Given request -> Reproduce every item below verbatim, line for line. Omit the pictures from your output.

[Labeled contour entries]
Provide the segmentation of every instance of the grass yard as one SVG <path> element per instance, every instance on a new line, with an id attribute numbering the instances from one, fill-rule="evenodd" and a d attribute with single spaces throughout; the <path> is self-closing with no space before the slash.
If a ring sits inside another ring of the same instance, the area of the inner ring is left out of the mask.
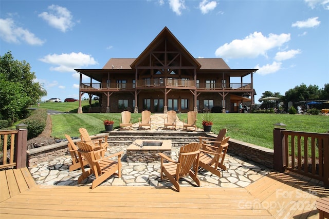
<path id="1" fill-rule="evenodd" d="M 88 105 L 88 101 L 82 102 L 82 106 Z M 78 137 L 80 127 L 87 129 L 90 135 L 101 133 L 105 131 L 103 119 L 107 115 L 115 121 L 114 128 L 119 128 L 120 113 L 75 113 L 78 106 L 78 102 L 41 103 L 41 108 L 72 113 L 51 116 L 52 136 L 64 138 L 64 134 L 68 134 Z M 197 126 L 201 128 L 203 115 L 197 116 Z M 269 148 L 273 148 L 273 124 L 276 123 L 283 123 L 287 125 L 287 130 L 292 131 L 318 133 L 329 131 L 329 116 L 323 115 L 258 113 L 211 113 L 210 115 L 213 118 L 211 131 L 214 133 L 217 134 L 225 128 L 227 135 L 232 138 Z M 138 122 L 141 114 L 132 113 L 131 116 L 135 123 Z M 187 114 L 181 113 L 178 116 L 182 121 Z"/>

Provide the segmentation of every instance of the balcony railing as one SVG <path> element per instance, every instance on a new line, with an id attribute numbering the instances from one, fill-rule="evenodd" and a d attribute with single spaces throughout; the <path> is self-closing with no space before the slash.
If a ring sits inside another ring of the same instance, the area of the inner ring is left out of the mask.
<path id="1" fill-rule="evenodd" d="M 82 83 L 81 90 L 128 90 L 137 88 L 157 87 L 196 87 L 198 90 L 250 90 L 250 83 L 196 83 L 194 80 L 175 78 L 155 78 L 137 80 L 135 83 Z"/>

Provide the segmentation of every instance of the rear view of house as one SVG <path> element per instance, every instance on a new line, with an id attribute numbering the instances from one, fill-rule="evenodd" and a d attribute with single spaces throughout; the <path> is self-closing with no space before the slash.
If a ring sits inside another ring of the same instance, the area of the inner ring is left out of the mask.
<path id="1" fill-rule="evenodd" d="M 258 69 L 231 69 L 221 58 L 195 58 L 164 27 L 136 58 L 112 58 L 102 69 L 75 70 L 80 74 L 79 113 L 85 93 L 100 97 L 94 112 L 167 113 L 237 112 L 239 103 L 254 103 Z M 90 82 L 83 83 L 82 75 Z"/>

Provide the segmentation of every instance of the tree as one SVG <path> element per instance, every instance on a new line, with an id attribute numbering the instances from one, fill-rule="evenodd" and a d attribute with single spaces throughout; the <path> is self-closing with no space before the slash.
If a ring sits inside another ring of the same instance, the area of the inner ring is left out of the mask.
<path id="1" fill-rule="evenodd" d="M 14 60 L 10 51 L 0 56 L 0 119 L 23 118 L 30 105 L 47 95 L 30 70 L 29 64 Z"/>
<path id="2" fill-rule="evenodd" d="M 324 88 L 320 90 L 320 98 L 321 99 L 329 99 L 329 84 L 325 84 Z"/>

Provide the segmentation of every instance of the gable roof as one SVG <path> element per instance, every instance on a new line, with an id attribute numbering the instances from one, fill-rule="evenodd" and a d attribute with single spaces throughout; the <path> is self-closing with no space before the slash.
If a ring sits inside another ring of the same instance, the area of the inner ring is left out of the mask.
<path id="1" fill-rule="evenodd" d="M 190 60 L 190 61 L 197 69 L 199 68 L 201 65 L 197 62 L 196 59 L 189 52 L 189 51 L 184 47 L 176 37 L 172 34 L 169 29 L 167 27 L 164 28 L 161 32 L 156 36 L 152 42 L 148 46 L 148 47 L 142 52 L 139 56 L 135 60 L 131 65 L 132 68 L 134 68 L 135 65 L 137 65 L 140 62 L 142 61 L 147 55 L 151 52 L 152 50 L 161 42 L 163 38 L 167 38 L 177 48 L 179 48 L 184 55 Z"/>

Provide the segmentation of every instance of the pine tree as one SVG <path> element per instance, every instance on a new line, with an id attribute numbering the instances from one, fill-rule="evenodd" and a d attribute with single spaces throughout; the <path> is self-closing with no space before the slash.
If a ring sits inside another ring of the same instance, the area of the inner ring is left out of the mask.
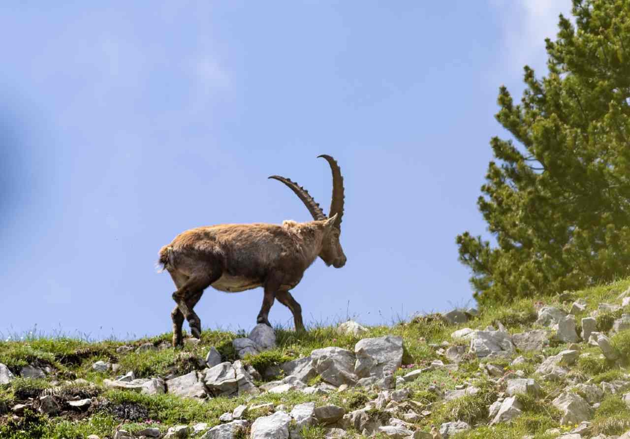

Task result ->
Provide the segmentation of every instance of the grass yard as one SVG <path> element per instance, every instance on a new line, with an id attribute numbering the instances from one, fill-rule="evenodd" and a d attribute with single spaces throughout; the <path> is self-closing with no space before the slash.
If a ring sits inside another ring of the same instance, the area of the inner ring is left out of the mask.
<path id="1" fill-rule="evenodd" d="M 88 105 L 88 101 L 82 102 L 82 106 Z M 78 137 L 80 127 L 87 129 L 90 135 L 101 133 L 105 131 L 103 119 L 107 115 L 115 121 L 114 128 L 119 128 L 120 113 L 75 113 L 78 106 L 78 102 L 41 103 L 41 108 L 72 113 L 51 116 L 52 136 L 64 138 L 64 134 L 68 134 Z M 197 126 L 201 128 L 203 115 L 197 116 Z M 269 148 L 273 148 L 273 124 L 276 123 L 283 123 L 287 125 L 287 130 L 292 131 L 318 133 L 329 131 L 329 116 L 323 115 L 258 113 L 211 113 L 210 115 L 213 118 L 211 131 L 214 133 L 217 134 L 225 128 L 227 135 L 232 138 Z M 138 122 L 141 114 L 132 113 L 131 116 L 135 123 Z M 187 114 L 181 113 L 178 116 L 182 121 Z"/>

Provide the segmentation of every instance of the balcony railing as one SVG <path> element per instance, every instance on a new line, with an id attribute numbering the instances from one, fill-rule="evenodd" and a d attribute with single spaces throughout; the <path> is self-closing with no space before the slash.
If a ring sits inside another ring of the same instance, the area of the inner ring is left out of the mask.
<path id="1" fill-rule="evenodd" d="M 82 83 L 81 90 L 128 90 L 137 88 L 157 87 L 196 87 L 198 90 L 250 90 L 250 83 L 196 83 L 194 80 L 175 78 L 155 78 L 137 80 L 135 83 Z"/>

Provide the segmentation of every instance of the rear view of house as one SVG <path> element per instance, every instance on a new line, with an id attribute numbering the instances from one, fill-rule="evenodd" and a d attribute with single spaces throughout; the <path> is self-closing with no space before the slash.
If a ring sits inside another ring of the same instance, the area of the inner ring is left out of the mask.
<path id="1" fill-rule="evenodd" d="M 258 69 L 231 69 L 221 58 L 195 58 L 164 27 L 136 58 L 112 58 L 102 69 L 75 70 L 80 74 L 79 113 L 85 93 L 100 97 L 94 112 L 167 113 L 237 112 L 239 103 L 254 103 Z M 90 82 L 83 83 L 82 75 Z"/>

Provide the segmentation of every instance of the tree as one SVG <path> element per instance, every instance on a new line, with an id attribute numbering the instances from one, fill-rule="evenodd" and a d attribute with single spaces throughout; the <path> is self-closing with no space before the slash.
If a ring sits inside another ring of the same instance, the area of the inner ring is left out of the mask.
<path id="1" fill-rule="evenodd" d="M 14 60 L 10 51 L 0 56 L 0 119 L 23 118 L 30 105 L 47 95 L 30 70 L 29 64 Z"/>
<path id="2" fill-rule="evenodd" d="M 324 88 L 320 90 L 320 98 L 321 99 L 329 99 L 329 84 L 325 84 Z"/>

Provide the segmentation of every instance of the gable roof as one SVG <path> element per instance, every instance on a new line, with an id attribute numbering the instances from one, fill-rule="evenodd" and a d attribute with single spaces throughout; the <path> is self-closing with no space before the slash.
If a ring sits inside another ring of the same instance, the area of the inner ring is left out of the mask.
<path id="1" fill-rule="evenodd" d="M 190 60 L 190 61 L 197 69 L 199 68 L 201 65 L 197 62 L 196 59 L 189 52 L 189 51 L 184 47 L 176 37 L 172 34 L 169 29 L 167 27 L 164 28 L 161 32 L 156 36 L 152 42 L 148 46 L 148 47 L 142 52 L 139 56 L 135 60 L 131 65 L 132 68 L 134 68 L 135 65 L 137 65 L 140 62 L 142 61 L 147 55 L 151 52 L 152 50 L 161 42 L 163 38 L 167 38 L 177 48 L 179 48 L 184 55 Z"/>

Provide the segmentation of every instance of the pine tree as one SVG <path> element per instance, every instance on a new line, with an id attribute numbering the instances from one, fill-rule="evenodd" and a d attribute with single spaces throughout; the <path> is self-closing with no space before the slash.
If a ring sits inside another ring of the same instance, the area of the inner ring is left out of the mask.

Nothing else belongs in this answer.